::: SOURCE PASSAGE

A Forbidden Reflection
Unveiling the book: The Great Themes of Scripture - New Testament by Richard Rohr & Martos
By Jean S. Charles
When the Lord called my name, I dropped everything and I offered myself to the parish of St. Elizabeth [in Lyndonville, VT] to serve unconditionally and faithfully, rain or shine. I started the Diocesan Lay Ministry Training Program in 2004, which will end in June 2006.
I also waited two years to get into the program. In January 2005, the course on the New Testament came with an assigned text by Richard Rohr and Joe Martos: “The Great Themes of Scripture - New Testament.”
I opened the book and right in the foreword, I found Eastern heresies and western esoterism. I was disappointed because these were precisely the kinds of harmful beliefs that I was running from…running from rain I fell into a pool!
I sent some emails to my classmates in the New Testament course but was asked, from the teacher herself, to stop. I did, but continued my research on Rohr (I don’t do well in solitary confinement) and it was a relief when the class ended. I am determined, though, to share my findings.
The Great Themes of Scripture - New Testament
Starting in the foreword, Richard Rohr refers to God as “Himself/Herself” and raises the red flag to watch out for heresies. In fact, referring to what he will be writing, he says clearly: “Most of it is heresy, some of it is absurd, and all of it is true.”
At the last part of chapter one (page 13), the authors write: “In the infancy narratives there is much more theology than biography, much more myth than history.”
A paragraph later the authors began to discredit the genealogy of Jesus as it appears in the Scriptures: “Upon close inspection” they write, “…it is a contrived and symbolic tracing of Jesus’ ancestry. Historically there must have been many more generations from Abraham to Jesus than the ones mentioned.” I waited in vain for proof of these remarks.
The authors next discredit the magi story, the Flight to Egypt and even the massacres by Herod of the infants in Bethlehem, reducing the Word of God to mythology.
Dissing the Church
Betraying strong misunderstandings about the Church, on page 24 they write: “Many Catholics have gone through 12 years of religious education and have never surrendered to Jesus as their personal Lord. They may never have heard the Lordship of Jesus Christ proclaimed except in a stream of words among so many other strings of words at Sunday Mass; they may have no idea that it ought to mean something to them personally….” “…There are many non-Catholics, on the other hand, who understand clearly the Lordship of Christ….”

::::::
::: RECORDS SHOWN

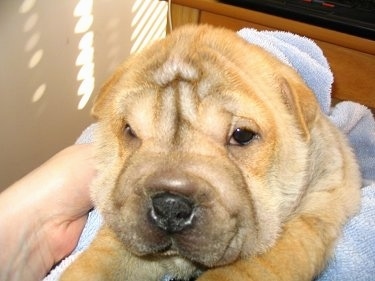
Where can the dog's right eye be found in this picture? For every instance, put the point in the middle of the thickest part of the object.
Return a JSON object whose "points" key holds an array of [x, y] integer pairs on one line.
{"points": [[242, 136], [129, 131]]}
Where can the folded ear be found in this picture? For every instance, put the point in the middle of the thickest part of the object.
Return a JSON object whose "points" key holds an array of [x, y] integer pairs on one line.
{"points": [[301, 102], [106, 94]]}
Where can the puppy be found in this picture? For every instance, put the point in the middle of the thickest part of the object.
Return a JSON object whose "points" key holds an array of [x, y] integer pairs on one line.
{"points": [[214, 162]]}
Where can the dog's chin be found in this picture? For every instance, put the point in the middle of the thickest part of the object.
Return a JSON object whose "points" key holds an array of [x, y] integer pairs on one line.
{"points": [[192, 250]]}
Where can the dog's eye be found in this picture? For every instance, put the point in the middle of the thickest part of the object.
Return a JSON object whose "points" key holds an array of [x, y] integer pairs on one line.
{"points": [[242, 136], [129, 131]]}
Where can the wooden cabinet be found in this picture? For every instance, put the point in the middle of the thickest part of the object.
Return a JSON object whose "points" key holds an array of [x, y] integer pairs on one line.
{"points": [[352, 58]]}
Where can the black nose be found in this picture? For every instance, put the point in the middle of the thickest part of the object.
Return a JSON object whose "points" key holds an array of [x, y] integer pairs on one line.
{"points": [[170, 212]]}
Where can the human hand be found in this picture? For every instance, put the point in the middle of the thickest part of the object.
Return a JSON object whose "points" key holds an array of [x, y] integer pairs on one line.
{"points": [[43, 214]]}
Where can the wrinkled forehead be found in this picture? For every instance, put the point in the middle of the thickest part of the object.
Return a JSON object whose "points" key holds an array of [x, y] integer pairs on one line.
{"points": [[182, 80]]}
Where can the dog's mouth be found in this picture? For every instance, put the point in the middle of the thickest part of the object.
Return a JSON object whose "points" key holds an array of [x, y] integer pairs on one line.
{"points": [[173, 213]]}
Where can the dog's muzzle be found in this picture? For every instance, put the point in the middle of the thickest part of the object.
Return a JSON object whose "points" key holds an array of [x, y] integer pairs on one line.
{"points": [[171, 213]]}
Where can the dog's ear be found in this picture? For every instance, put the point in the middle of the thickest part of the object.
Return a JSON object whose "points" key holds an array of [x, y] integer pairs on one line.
{"points": [[301, 102], [106, 94]]}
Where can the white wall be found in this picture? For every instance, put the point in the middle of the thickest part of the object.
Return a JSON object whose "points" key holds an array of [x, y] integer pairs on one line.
{"points": [[40, 76]]}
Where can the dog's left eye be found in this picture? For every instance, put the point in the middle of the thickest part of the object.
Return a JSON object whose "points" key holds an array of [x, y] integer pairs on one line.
{"points": [[129, 131], [242, 136]]}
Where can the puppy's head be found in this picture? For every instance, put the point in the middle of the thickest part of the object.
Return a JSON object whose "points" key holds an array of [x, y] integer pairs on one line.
{"points": [[201, 147]]}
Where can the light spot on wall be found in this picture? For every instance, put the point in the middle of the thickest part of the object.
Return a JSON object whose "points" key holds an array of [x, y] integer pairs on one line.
{"points": [[85, 59], [32, 44], [149, 22]]}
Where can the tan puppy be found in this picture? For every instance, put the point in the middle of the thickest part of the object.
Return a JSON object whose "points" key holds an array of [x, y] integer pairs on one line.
{"points": [[215, 159]]}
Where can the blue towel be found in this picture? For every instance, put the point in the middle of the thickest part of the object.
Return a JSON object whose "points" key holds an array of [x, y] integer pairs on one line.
{"points": [[354, 255]]}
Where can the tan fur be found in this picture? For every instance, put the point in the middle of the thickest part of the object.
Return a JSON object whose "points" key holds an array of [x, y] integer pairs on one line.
{"points": [[268, 210]]}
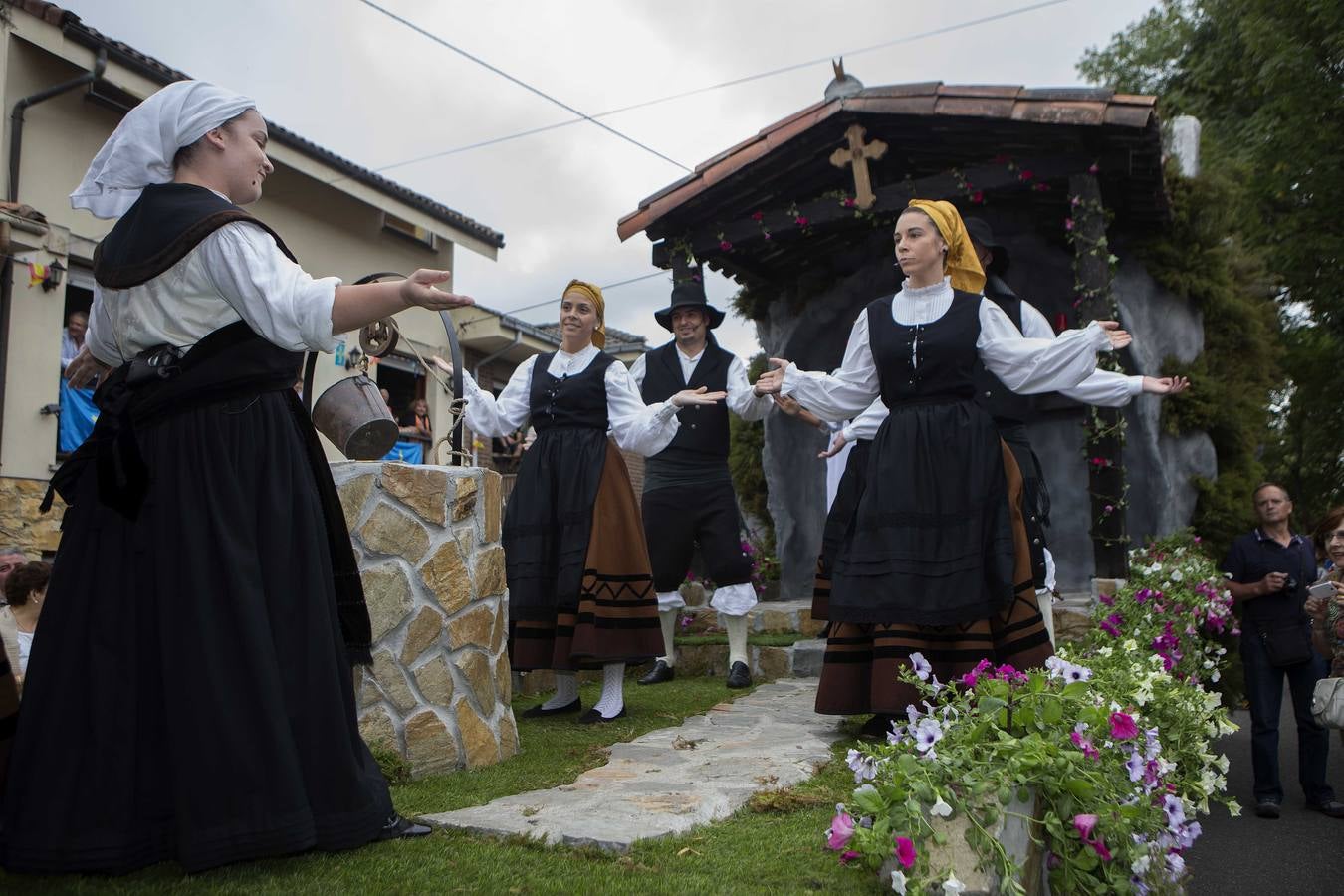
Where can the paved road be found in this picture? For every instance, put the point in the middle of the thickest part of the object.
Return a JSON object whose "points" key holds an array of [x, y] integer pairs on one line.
{"points": [[1301, 853]]}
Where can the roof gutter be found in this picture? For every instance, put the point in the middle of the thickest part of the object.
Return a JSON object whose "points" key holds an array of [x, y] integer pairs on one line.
{"points": [[15, 154]]}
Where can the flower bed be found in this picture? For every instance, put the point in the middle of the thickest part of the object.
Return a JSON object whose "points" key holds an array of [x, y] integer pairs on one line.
{"points": [[1110, 743]]}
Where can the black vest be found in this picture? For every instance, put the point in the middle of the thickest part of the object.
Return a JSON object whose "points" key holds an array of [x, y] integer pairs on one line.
{"points": [[158, 230], [703, 435], [945, 348], [1006, 406], [574, 402]]}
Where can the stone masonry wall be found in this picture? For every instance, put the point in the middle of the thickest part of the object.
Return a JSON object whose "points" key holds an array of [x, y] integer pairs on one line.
{"points": [[427, 546]]}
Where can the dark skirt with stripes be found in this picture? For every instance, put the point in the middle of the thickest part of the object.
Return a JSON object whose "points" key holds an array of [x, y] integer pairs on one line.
{"points": [[863, 660], [601, 606], [188, 695]]}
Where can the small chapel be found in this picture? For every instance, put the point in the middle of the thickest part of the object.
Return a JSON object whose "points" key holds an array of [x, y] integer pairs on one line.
{"points": [[1070, 180]]}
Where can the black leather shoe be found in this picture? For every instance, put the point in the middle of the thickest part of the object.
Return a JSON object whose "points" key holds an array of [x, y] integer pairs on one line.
{"points": [[740, 676], [398, 827], [537, 712], [659, 673], [1332, 808], [1267, 808]]}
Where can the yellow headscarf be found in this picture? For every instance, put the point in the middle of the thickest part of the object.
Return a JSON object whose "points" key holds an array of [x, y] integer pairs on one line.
{"points": [[961, 262], [593, 293]]}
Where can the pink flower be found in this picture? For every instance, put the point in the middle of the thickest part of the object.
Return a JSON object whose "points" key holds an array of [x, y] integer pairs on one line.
{"points": [[841, 829], [905, 852], [1122, 726]]}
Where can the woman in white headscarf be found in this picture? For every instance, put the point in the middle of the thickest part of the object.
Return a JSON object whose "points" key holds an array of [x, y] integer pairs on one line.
{"points": [[190, 696]]}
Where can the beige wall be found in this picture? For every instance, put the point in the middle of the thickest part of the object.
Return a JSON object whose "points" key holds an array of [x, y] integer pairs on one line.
{"points": [[334, 230]]}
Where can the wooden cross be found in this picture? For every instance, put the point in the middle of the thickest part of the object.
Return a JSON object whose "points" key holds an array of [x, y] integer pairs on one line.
{"points": [[857, 154]]}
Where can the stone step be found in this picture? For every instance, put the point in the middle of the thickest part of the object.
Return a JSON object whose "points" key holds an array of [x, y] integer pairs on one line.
{"points": [[672, 780]]}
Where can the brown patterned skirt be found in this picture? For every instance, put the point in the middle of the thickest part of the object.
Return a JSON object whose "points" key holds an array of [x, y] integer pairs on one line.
{"points": [[615, 618], [863, 660]]}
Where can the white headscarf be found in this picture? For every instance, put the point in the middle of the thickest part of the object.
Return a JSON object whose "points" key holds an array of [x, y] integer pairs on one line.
{"points": [[141, 148]]}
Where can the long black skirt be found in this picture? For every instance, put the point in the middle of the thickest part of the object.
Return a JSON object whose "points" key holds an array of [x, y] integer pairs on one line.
{"points": [[188, 693], [932, 541]]}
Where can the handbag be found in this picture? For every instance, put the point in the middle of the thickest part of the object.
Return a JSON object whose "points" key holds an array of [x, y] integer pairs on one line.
{"points": [[1286, 644], [1328, 703]]}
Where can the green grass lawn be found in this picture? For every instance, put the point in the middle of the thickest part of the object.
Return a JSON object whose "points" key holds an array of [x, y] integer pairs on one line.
{"points": [[776, 845]]}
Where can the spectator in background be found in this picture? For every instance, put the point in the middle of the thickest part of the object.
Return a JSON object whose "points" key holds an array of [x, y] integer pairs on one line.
{"points": [[77, 408], [1269, 569], [11, 559], [72, 340], [415, 426], [27, 591]]}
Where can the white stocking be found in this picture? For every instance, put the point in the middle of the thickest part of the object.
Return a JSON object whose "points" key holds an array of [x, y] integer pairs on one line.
{"points": [[613, 695], [668, 619], [737, 629], [566, 689]]}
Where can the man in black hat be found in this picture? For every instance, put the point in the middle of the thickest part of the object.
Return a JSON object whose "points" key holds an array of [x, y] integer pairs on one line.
{"points": [[1010, 411], [688, 496]]}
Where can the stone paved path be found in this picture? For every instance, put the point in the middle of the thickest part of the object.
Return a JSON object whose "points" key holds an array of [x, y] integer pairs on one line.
{"points": [[672, 780]]}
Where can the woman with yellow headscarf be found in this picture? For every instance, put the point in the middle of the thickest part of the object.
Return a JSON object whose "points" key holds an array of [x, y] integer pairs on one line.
{"points": [[933, 571], [580, 592]]}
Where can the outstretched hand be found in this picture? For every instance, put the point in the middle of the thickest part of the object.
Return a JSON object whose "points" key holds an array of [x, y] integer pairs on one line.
{"points": [[772, 380], [421, 289], [698, 396], [835, 446], [1166, 384], [1118, 337], [83, 371]]}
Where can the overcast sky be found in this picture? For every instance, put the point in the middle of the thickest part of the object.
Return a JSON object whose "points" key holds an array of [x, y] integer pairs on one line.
{"points": [[367, 88]]}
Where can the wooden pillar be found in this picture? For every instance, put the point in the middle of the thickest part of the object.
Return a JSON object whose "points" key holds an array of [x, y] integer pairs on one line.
{"points": [[1105, 425]]}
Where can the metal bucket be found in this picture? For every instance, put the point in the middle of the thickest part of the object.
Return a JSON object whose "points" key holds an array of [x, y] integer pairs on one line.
{"points": [[355, 418], [352, 412]]}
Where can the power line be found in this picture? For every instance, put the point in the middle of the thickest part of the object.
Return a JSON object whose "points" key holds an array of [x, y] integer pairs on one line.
{"points": [[521, 82], [733, 82]]}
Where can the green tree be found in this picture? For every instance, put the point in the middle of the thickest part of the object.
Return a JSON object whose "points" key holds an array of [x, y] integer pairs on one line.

::::::

### EXERCISE TASK
Retype the part of the reflection from "I opened the" to "into a pool!".

### FINAL RESULT
I opened the book and right in the foreword, I found Eastern heresies and western esoterism. I was disappointed because these were precisely the kinds of harmful beliefs that I was running from…running from rain I fell into a pool!